* **Document section**:
- - - - - - -

Test Suites: 1 failed, 1 total
Tests:       1 failed, 1 total
Snapshots:   0 total
Time:        20.034 s
Ran all test suites matching /modules\/applications\/funkwhale/i.
Jest did not exit one second after the test run has completed.

'This usually means that there are asynchronous operations that weren't stopped in your tests. Consider running Jest with `--detectOpenHandles` to troubleshoot this issue.
error Command failed with exit code 1.
info Visit https://yarnpkg.com/en/docs/cli/run for documentation about this command.
amiraabouhadid commented 5 months ago

was able to deploy using 50GB disk size image

A-Harby commented 5 months ago

was able to deploy using 50GB disk size image

Yes, deployment is working fine, but my point was, why would the filter result in a node with a 40 GB SSD when the SRU option was clearly 50 GB?

- - - - - - -

* **Information supplied**:
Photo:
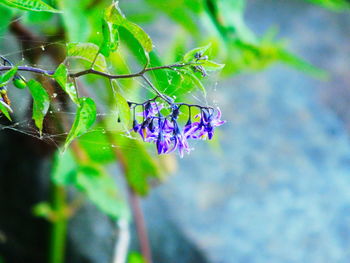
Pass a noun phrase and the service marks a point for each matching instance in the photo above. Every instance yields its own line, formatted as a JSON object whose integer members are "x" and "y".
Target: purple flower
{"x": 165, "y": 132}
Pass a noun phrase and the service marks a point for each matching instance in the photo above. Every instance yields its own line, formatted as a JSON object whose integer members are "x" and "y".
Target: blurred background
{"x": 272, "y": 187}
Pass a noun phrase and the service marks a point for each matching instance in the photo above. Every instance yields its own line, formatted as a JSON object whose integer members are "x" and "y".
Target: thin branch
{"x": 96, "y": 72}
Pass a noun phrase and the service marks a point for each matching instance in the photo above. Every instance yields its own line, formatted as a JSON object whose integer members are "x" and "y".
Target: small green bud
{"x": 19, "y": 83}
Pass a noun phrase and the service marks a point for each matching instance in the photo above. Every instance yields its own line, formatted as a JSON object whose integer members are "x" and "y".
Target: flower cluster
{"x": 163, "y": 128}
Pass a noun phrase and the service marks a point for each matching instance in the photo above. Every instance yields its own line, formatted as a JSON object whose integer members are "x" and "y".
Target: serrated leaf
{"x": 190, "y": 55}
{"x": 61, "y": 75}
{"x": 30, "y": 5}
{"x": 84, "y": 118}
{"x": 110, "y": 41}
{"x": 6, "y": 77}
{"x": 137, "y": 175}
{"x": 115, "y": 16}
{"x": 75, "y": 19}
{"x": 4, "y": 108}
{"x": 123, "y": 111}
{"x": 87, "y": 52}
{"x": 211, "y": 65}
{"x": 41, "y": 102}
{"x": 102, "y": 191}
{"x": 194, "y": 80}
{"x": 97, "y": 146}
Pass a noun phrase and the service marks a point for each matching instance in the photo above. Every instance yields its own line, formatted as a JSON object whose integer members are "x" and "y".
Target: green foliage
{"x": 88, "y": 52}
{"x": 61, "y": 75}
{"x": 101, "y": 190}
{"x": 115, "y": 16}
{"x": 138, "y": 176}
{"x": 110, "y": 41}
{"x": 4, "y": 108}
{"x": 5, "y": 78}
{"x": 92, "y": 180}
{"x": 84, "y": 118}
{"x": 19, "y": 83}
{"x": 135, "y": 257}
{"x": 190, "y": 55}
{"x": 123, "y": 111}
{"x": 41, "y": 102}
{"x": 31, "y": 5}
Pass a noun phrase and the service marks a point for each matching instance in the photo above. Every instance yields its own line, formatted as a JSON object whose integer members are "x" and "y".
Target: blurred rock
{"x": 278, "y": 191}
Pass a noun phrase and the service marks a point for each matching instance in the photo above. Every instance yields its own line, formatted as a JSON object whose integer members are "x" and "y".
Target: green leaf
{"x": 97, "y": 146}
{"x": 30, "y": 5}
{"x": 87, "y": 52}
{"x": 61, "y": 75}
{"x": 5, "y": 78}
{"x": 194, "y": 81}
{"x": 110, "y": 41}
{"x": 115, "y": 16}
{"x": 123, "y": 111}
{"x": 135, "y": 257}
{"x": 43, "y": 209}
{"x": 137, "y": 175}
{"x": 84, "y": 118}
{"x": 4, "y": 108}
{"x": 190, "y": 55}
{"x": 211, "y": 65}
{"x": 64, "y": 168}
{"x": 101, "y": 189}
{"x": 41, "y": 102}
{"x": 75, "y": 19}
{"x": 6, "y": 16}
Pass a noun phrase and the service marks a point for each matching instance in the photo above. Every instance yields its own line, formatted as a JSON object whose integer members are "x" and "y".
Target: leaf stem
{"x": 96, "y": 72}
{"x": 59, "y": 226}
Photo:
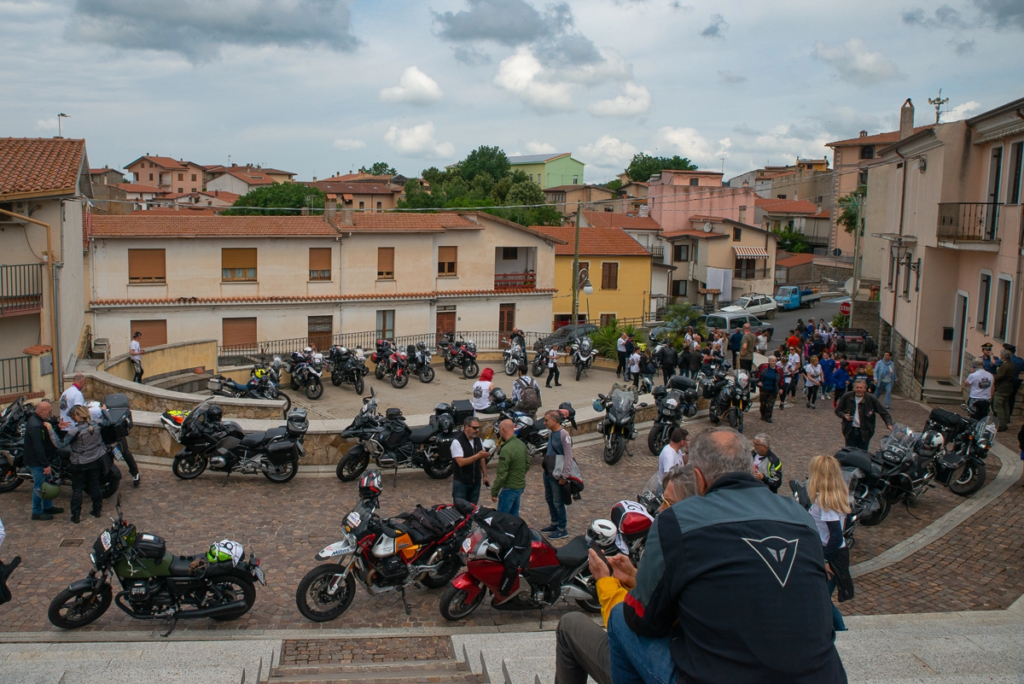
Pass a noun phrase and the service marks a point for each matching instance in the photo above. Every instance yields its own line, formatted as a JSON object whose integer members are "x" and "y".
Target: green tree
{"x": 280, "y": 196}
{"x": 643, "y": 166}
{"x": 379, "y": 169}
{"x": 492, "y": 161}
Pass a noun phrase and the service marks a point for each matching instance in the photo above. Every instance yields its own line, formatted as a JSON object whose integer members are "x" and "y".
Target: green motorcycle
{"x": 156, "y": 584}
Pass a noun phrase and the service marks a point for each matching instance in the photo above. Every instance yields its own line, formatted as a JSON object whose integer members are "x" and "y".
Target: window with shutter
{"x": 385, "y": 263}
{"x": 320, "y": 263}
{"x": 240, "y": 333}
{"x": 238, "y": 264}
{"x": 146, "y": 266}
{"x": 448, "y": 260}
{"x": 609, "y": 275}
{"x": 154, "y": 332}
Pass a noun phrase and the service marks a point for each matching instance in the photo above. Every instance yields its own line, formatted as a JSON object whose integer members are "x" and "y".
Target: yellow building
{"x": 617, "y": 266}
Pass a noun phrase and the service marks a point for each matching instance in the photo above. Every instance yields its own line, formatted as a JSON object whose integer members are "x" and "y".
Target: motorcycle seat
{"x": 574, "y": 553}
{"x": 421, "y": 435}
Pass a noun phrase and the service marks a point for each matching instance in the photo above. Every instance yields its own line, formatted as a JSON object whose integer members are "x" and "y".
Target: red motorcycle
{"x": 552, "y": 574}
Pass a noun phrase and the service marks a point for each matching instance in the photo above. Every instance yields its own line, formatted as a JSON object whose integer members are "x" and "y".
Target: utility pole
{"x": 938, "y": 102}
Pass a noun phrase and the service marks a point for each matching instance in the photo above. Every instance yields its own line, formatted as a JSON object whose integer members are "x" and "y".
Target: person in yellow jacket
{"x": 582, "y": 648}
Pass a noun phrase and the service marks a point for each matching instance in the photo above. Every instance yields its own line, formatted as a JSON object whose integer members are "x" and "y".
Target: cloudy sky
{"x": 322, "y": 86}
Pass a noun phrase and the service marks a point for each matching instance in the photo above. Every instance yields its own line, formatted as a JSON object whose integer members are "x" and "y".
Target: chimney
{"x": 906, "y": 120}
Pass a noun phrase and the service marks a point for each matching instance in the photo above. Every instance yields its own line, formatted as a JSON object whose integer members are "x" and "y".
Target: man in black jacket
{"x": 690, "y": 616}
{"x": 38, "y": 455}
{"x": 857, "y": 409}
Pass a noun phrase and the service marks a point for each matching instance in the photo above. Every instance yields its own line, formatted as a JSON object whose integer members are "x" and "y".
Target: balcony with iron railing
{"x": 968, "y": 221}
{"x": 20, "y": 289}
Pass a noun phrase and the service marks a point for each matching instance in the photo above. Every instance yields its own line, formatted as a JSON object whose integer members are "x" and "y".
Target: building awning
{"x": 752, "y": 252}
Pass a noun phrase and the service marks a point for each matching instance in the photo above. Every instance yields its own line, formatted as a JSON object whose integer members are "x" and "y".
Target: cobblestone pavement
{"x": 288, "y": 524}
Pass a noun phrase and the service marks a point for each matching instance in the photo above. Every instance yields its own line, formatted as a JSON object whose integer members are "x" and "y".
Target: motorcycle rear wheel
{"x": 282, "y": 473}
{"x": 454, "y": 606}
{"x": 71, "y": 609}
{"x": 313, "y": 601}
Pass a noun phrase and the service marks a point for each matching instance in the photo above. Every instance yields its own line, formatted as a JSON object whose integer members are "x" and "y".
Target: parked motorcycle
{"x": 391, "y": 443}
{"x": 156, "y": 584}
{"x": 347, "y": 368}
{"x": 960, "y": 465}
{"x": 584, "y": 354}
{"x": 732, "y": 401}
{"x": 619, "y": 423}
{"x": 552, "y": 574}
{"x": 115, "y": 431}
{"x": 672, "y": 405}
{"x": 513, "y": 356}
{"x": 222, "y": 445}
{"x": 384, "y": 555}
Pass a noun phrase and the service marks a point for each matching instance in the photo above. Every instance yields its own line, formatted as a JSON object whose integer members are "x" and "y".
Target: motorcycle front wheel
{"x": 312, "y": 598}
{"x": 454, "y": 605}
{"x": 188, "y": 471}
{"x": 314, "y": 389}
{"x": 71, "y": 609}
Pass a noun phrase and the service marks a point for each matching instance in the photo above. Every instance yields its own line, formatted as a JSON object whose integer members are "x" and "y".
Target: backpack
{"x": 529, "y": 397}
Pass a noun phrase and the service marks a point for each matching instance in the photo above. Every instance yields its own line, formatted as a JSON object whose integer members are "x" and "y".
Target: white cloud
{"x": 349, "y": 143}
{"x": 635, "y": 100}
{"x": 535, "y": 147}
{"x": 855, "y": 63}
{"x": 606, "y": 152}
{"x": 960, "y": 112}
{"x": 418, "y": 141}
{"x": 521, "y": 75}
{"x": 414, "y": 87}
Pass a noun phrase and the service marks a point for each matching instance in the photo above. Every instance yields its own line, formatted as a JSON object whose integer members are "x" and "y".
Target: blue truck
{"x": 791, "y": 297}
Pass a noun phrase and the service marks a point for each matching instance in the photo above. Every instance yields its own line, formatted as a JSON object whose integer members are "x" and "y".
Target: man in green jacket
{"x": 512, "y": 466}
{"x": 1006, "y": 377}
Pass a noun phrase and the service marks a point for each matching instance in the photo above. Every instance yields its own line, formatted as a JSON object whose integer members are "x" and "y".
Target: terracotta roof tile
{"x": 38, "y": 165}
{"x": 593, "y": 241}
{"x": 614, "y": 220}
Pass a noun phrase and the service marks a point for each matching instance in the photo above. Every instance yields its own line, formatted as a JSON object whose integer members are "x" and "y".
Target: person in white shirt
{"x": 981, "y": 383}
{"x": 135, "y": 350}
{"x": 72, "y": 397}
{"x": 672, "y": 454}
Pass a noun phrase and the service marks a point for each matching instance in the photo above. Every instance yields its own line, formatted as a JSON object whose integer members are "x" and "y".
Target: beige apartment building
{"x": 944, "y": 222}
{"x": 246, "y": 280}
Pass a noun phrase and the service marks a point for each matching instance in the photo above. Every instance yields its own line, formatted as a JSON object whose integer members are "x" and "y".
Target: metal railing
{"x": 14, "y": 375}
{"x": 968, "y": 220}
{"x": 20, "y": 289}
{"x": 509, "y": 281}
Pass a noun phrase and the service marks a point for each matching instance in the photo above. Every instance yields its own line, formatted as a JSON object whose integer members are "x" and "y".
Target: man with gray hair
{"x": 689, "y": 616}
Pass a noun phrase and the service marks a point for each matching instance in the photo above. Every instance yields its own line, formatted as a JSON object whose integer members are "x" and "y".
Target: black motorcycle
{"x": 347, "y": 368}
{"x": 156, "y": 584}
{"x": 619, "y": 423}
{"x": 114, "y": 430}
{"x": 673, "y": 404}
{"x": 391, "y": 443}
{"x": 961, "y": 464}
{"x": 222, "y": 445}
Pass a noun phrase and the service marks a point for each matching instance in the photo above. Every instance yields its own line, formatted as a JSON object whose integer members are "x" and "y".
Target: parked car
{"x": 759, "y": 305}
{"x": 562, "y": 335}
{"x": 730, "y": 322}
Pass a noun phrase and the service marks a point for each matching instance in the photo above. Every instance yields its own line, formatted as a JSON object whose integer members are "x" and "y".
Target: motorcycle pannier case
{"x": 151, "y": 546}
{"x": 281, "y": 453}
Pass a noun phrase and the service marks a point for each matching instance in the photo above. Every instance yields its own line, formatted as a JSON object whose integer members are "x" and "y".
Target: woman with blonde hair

- - - - - - -

* **Written tasks**:
[a] From the Funkwhale test thread, copy the stretch from "Jest did not" through "exit code 1.".
[b] Answer the following questions using the Funkwhale test thread:
(i) How long did the test run take?
(ii) Which option does the output suggest running Jest with to troubleshoot the issue?
(iii) What SSD size did the node produced by the filter have?

* **Results**:
[a]
Jest did not exit one second after the test run has completed.

'This usually means that there are asynchronous operations that weren't stopped in your tests. Consider running Jest with `--detectOpenHandles` to troubleshoot this issue.
error Command failed with exit code 1.

[b]
(i) 20.034 s
(ii) `--detectOpenHandles`
(iii) 40 GB